───── TEXT SECTION ─────
Favorite Golden Girl:  Rose
Favorite Cheese Form:  Melted
Favorite God: Hanuman

“So honor the valiant who died ‘neath your sword,
But pity the warrior who slays all his foes.”
     -- from Fall of Kang, by G’Trok


Traditionally, the captains are the stars of each Trek show, so it might be surprising to note that until this hour, Sisko has not been the main character of an episode since the pilot. There’s a compelling argument to be made he’s the hero of the Dax episodes (and that’s a whole other problem), and possibly parts two and three of the Bajoran Trilogy (Though those are so sprawling, it’s tough to single out one person.), but a show really entirely about the man in charge? Sisko had turned into an aloof authority figure, and it was time to humanize him.

It did not go well.

“In this job, there is no unfinished business.”
───── RECORDS PROVIDED ─────
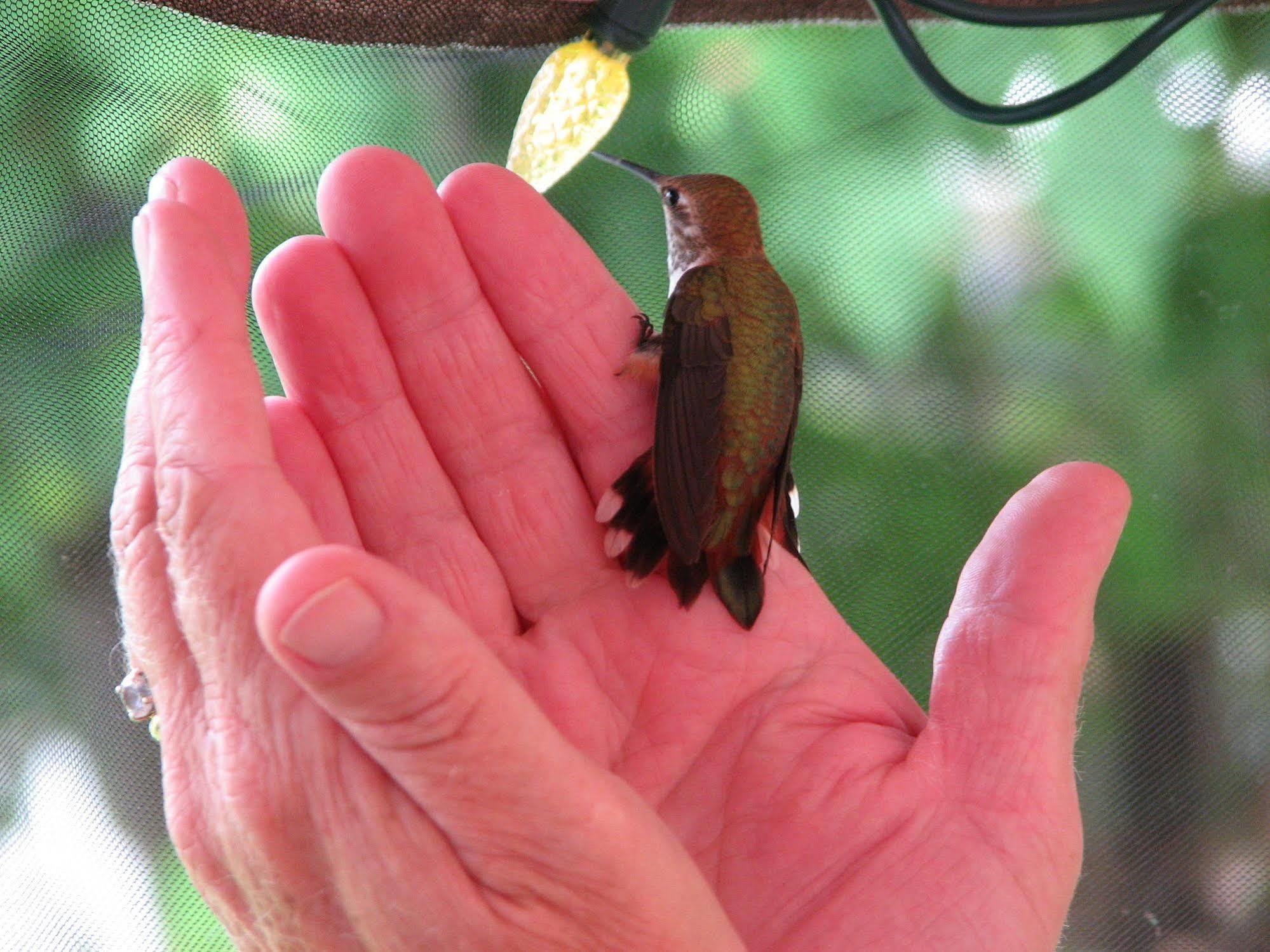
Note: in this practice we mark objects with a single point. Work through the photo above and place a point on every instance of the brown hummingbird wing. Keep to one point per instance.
(784, 527)
(696, 347)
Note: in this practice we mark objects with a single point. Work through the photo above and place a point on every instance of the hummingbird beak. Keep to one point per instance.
(647, 174)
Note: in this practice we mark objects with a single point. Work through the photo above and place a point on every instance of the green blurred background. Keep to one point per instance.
(978, 304)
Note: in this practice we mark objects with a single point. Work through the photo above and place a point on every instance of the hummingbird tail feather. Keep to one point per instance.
(740, 584)
(687, 580)
(635, 535)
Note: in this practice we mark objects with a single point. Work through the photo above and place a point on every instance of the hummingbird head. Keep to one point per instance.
(708, 217)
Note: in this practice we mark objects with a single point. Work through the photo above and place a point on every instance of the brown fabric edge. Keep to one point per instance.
(499, 23)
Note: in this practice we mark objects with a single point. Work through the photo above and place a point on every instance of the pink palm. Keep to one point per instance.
(811, 789)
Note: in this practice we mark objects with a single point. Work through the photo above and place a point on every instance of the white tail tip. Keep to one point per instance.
(616, 541)
(609, 506)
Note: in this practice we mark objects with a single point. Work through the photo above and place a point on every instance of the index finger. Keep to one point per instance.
(225, 512)
(562, 310)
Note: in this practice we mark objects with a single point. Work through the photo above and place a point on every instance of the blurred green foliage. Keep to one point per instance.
(978, 302)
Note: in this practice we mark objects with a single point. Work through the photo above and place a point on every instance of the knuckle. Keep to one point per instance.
(193, 499)
(437, 715)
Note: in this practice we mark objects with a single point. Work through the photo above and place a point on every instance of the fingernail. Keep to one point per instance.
(141, 245)
(334, 626)
(163, 187)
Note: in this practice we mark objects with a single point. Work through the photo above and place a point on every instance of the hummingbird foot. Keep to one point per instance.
(645, 326)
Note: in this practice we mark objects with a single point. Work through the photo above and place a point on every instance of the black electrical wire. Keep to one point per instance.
(1065, 15)
(1043, 108)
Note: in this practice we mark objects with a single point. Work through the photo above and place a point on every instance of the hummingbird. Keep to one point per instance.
(715, 489)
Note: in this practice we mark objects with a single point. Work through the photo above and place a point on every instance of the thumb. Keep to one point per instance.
(1013, 652)
(419, 692)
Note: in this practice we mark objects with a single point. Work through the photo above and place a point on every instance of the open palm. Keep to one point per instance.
(825, 809)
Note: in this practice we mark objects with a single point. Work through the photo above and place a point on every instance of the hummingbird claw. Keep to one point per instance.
(645, 326)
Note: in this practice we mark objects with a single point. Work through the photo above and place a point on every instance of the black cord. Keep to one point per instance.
(1043, 108)
(1065, 15)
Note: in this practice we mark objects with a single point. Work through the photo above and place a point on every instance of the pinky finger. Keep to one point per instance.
(309, 469)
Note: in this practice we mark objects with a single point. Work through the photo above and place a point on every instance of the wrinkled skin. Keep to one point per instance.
(530, 754)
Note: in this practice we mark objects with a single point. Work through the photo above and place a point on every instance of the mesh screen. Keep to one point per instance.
(978, 304)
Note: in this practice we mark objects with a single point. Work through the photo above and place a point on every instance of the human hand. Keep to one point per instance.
(485, 772)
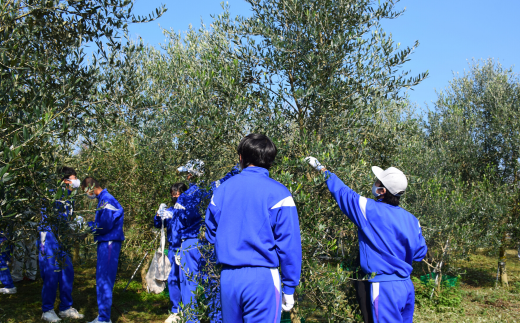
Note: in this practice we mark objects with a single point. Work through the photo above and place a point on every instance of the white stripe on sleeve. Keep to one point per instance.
(110, 207)
(288, 201)
(363, 205)
(179, 207)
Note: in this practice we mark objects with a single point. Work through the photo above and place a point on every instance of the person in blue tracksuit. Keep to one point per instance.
(191, 261)
(5, 275)
(55, 264)
(253, 222)
(173, 227)
(108, 233)
(390, 239)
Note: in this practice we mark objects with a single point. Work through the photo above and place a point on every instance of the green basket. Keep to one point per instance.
(450, 281)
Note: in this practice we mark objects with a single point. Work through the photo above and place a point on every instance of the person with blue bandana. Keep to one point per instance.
(55, 263)
(5, 274)
(390, 239)
(191, 261)
(108, 233)
(170, 219)
(253, 222)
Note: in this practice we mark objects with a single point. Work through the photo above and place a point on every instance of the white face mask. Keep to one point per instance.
─────
ACTIONS TO TAKE:
[a] According to the piece on Sisko, why might it be surprising that Sisko had not been the main character of an episode since the pilot?
[b] Condense the paragraph of the piece on Sisko that opens with "Traditionally, the captains are the stars" into a short bulleted list, keeping its main facts.
[c] Reproduce the passage from the piece on Sisko that begins at the words "Favorite Golden Girl:  Rose" and stops after "not go well.".

RESPONSE LIST:
[a] Captains are traditionally the stars of each Trek show, so a captain going that long without an episode centered on him runs against that tradition.

[b]
- Captains are traditionally the stars of each Trek show.
- Until this hour, Sisko had not been the main character of an episode since the pilot.
- He is arguably the hero of the Dax episodes, and possibly of parts two and three of the Bajoran Trilogy, though those are too sprawling to single out one person.
- No episode had been entirely about him.
- He had become an aloof authority figure, so it was time to humanize him.

[c]
Favorite Golden Girl:  Rose
Favorite Cheese Form:  Melted
Favorite God: Hanuman

“So honor the valiant who died ‘neath your sword,
But pity the warrior who slays all his foes.”
     -- from Fall of Kang, by G’Trok


Traditionally, the captains are the stars of each Trek show, so it might be surprising to note that until this hour, Sisko has not been the main character of an episode since the pilot. There’s a compelling argument to be made he’s the hero of the Dax episodes (and that’s a whole other problem), and possibly parts two and three of the Bajoran Trilogy (Though those are so sprawling, it’s tough to single out one person.), but a show really entirely about the man in charge? Sisko had turned into an aloof authority figure, and it was time to humanize him.

It did not go well.